Region pointing data:
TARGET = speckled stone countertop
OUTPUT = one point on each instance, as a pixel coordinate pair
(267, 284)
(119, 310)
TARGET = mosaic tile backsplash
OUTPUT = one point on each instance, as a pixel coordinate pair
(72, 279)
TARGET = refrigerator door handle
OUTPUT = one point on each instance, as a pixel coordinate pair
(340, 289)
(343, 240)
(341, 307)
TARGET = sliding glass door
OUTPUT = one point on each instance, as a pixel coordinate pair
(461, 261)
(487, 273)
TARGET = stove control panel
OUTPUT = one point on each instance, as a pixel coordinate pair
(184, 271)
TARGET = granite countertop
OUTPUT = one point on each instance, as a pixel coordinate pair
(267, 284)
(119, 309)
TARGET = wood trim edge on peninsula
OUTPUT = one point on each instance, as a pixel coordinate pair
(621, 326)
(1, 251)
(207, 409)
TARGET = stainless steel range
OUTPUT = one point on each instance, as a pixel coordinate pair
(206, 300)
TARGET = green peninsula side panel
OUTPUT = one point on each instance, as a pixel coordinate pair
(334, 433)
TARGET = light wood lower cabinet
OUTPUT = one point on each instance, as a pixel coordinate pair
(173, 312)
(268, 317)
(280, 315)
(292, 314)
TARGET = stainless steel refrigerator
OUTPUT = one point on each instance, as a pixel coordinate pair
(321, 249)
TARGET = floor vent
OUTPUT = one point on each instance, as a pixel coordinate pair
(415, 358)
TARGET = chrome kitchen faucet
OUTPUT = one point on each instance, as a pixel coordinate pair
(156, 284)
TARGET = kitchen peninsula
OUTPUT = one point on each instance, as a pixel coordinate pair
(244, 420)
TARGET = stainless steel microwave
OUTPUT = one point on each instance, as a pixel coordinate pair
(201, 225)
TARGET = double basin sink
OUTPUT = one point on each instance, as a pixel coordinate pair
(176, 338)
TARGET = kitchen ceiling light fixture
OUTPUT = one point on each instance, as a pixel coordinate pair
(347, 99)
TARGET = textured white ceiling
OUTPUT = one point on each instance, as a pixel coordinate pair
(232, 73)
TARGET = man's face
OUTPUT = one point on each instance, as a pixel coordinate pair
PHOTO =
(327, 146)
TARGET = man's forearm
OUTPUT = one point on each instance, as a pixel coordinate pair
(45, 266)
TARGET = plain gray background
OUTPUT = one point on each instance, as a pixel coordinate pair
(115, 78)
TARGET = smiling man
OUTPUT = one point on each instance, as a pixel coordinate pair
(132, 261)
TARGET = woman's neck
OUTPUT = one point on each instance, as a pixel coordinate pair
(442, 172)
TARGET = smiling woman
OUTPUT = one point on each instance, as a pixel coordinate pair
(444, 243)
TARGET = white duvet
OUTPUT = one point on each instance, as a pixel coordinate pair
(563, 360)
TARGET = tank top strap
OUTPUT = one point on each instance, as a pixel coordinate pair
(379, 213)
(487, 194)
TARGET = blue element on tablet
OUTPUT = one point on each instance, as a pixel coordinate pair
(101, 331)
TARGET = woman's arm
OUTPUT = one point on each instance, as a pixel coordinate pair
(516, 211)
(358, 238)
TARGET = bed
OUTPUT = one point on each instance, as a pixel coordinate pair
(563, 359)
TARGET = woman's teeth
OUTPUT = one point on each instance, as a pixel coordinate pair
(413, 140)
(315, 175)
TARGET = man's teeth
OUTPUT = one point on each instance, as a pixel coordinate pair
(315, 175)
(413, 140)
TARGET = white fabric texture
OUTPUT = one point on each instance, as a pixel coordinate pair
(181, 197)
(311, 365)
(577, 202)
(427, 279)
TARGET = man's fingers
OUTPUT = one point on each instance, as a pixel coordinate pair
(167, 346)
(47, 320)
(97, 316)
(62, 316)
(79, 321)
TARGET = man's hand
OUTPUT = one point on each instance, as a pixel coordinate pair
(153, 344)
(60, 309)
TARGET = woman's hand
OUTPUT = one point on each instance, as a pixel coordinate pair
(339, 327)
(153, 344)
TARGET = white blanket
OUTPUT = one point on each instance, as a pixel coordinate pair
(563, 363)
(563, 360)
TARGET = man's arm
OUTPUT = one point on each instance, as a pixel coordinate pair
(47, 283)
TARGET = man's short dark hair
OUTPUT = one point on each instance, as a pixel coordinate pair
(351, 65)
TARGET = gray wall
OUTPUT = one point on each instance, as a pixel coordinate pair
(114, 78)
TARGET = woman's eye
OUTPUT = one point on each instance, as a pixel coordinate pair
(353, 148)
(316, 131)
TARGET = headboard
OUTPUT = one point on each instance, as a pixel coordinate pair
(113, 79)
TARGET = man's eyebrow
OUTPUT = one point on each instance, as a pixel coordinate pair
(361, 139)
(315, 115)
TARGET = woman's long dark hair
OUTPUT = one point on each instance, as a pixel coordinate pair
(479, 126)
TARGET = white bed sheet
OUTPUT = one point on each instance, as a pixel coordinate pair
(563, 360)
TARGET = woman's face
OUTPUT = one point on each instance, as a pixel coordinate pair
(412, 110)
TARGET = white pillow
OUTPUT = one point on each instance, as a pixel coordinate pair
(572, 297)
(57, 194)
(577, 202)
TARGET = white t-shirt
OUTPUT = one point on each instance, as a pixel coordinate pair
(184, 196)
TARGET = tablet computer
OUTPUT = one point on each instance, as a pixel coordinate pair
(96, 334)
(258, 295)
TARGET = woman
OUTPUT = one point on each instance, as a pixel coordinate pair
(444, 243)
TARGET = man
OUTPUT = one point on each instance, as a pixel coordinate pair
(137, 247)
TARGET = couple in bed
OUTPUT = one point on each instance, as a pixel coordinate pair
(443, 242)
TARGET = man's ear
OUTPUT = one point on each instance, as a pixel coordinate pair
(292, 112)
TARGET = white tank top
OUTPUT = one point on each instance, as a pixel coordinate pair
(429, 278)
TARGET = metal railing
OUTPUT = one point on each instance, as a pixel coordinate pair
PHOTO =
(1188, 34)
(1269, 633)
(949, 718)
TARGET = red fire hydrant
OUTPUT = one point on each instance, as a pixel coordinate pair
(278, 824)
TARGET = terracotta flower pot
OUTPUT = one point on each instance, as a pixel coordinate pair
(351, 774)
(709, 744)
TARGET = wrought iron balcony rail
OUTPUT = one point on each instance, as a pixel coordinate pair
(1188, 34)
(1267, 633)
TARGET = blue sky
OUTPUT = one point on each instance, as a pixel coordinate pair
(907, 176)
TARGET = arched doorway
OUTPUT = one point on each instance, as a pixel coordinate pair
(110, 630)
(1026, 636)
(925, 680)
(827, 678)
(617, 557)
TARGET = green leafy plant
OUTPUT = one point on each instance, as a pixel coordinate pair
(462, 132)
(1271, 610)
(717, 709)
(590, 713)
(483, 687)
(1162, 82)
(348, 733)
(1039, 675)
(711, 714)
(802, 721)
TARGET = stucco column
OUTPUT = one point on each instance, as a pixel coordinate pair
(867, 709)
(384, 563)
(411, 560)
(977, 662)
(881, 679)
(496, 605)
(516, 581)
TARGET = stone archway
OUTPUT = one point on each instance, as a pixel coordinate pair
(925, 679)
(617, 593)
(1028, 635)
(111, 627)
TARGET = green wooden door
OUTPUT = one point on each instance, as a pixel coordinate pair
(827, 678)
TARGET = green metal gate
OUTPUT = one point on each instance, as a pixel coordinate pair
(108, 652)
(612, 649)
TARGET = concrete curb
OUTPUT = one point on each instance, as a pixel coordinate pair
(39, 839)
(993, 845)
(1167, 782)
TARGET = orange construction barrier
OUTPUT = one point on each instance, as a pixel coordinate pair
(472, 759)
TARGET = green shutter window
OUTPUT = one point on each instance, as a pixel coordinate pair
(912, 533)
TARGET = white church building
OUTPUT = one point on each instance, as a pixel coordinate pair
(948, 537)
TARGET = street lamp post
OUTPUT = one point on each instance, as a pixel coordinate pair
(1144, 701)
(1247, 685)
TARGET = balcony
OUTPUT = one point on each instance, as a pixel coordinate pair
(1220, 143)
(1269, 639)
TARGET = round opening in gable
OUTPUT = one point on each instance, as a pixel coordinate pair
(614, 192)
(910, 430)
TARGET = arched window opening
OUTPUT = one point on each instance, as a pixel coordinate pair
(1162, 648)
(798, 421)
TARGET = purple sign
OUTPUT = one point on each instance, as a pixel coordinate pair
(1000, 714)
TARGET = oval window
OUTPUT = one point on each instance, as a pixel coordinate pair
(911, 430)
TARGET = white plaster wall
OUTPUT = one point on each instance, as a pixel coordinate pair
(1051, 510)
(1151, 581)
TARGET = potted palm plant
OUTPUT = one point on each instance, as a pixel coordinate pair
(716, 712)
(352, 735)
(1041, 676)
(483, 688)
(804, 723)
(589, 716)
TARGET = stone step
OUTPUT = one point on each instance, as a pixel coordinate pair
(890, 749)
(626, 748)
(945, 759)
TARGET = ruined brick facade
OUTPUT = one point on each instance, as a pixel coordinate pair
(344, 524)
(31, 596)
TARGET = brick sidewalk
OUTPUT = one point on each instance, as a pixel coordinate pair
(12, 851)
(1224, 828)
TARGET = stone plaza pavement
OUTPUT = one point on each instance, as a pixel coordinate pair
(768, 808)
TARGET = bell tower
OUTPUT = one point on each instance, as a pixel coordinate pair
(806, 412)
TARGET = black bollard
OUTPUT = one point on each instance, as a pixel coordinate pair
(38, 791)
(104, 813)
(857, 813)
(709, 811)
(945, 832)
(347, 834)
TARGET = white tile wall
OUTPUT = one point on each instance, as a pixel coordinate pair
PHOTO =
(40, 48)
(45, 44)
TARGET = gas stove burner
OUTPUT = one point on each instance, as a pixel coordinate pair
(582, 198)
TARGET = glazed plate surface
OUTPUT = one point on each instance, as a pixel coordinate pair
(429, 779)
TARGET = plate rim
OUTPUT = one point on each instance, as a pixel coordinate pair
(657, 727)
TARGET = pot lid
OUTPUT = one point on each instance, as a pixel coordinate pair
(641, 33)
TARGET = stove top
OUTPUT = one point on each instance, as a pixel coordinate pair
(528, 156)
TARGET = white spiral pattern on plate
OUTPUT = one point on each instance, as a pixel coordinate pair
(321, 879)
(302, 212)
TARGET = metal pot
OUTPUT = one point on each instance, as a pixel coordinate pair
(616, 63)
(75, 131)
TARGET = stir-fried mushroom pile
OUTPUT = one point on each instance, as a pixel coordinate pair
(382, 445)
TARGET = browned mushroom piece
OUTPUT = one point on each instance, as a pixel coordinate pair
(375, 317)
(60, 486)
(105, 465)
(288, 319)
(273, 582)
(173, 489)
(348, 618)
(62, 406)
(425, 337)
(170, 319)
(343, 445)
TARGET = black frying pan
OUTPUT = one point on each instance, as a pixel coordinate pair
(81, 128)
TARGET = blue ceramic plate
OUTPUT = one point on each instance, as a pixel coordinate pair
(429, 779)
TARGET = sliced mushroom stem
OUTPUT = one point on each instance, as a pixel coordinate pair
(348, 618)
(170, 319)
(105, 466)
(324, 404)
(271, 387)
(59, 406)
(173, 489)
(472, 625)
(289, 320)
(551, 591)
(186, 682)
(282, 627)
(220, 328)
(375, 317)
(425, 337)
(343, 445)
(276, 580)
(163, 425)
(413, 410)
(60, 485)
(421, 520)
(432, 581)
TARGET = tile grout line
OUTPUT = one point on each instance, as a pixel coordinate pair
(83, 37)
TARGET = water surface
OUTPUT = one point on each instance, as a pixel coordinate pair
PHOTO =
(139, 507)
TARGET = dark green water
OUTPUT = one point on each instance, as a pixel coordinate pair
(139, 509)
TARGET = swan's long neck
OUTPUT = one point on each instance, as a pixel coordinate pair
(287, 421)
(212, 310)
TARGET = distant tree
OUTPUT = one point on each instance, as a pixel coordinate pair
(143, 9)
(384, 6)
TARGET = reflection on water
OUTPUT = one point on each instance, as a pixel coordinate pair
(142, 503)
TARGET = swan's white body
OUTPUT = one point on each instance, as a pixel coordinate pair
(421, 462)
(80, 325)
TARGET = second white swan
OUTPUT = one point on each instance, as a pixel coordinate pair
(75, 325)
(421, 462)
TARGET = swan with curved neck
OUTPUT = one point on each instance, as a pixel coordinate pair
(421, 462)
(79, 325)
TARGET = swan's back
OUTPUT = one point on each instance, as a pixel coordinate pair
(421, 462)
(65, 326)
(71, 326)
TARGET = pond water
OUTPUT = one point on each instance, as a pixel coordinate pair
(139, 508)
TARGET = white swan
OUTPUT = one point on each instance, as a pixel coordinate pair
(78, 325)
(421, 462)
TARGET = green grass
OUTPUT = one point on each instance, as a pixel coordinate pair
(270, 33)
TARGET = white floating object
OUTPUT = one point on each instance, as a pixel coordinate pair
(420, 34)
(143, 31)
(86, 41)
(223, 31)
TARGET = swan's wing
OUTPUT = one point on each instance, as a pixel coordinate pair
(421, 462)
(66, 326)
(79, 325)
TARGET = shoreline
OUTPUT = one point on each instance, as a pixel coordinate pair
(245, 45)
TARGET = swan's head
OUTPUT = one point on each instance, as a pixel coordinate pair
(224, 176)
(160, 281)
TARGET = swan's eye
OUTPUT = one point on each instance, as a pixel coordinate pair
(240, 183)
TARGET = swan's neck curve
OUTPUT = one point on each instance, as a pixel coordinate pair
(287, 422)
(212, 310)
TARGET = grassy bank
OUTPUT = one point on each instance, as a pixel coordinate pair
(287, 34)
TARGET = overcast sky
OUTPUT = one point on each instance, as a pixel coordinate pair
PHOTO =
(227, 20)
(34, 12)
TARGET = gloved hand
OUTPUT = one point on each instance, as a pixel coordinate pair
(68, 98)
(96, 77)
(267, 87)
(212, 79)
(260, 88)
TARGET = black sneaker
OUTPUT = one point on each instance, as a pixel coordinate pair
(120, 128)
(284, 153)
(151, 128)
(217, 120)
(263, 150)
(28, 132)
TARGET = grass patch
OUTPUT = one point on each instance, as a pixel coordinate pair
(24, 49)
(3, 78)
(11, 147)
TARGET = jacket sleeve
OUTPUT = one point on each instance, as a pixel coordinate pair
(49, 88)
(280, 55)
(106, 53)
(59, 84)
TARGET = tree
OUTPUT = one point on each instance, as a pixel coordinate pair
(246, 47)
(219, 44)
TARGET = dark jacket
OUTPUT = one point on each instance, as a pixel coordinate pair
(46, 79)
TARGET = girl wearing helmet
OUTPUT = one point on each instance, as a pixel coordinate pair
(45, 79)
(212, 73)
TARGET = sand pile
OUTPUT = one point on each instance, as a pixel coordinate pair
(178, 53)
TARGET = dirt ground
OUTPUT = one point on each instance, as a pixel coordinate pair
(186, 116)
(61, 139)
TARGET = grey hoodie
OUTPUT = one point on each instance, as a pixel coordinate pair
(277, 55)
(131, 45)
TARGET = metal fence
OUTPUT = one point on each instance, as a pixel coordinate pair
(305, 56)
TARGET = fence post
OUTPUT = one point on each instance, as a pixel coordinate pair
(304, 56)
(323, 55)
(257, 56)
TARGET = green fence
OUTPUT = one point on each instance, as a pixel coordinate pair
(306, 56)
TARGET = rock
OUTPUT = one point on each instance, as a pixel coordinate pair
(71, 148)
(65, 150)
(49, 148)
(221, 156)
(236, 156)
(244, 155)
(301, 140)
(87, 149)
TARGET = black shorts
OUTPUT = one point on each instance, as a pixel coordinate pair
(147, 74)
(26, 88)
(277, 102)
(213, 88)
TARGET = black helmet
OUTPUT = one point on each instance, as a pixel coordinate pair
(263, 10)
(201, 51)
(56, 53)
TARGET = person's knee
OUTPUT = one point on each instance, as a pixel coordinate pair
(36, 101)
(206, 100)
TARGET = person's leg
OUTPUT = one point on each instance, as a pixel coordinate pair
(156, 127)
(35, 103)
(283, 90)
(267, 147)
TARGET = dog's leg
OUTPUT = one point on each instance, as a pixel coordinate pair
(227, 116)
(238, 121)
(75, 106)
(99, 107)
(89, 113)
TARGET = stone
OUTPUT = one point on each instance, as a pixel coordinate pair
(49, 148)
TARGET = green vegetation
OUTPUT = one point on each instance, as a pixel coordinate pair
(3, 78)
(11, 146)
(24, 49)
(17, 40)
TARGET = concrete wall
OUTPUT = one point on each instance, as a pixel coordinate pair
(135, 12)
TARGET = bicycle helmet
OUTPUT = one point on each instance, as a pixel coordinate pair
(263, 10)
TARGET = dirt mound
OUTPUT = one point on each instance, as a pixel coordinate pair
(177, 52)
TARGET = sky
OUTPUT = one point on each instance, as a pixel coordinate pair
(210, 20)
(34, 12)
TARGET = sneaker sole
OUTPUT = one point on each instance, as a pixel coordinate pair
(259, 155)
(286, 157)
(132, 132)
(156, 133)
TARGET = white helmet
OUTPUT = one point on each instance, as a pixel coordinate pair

**What needs to be done**
Among the records above, find each line holding "tile" and list it.

**Answer below**
TARGET = mosaic tile backsplash
TARGET = white tile wall
TARGET = tile grout line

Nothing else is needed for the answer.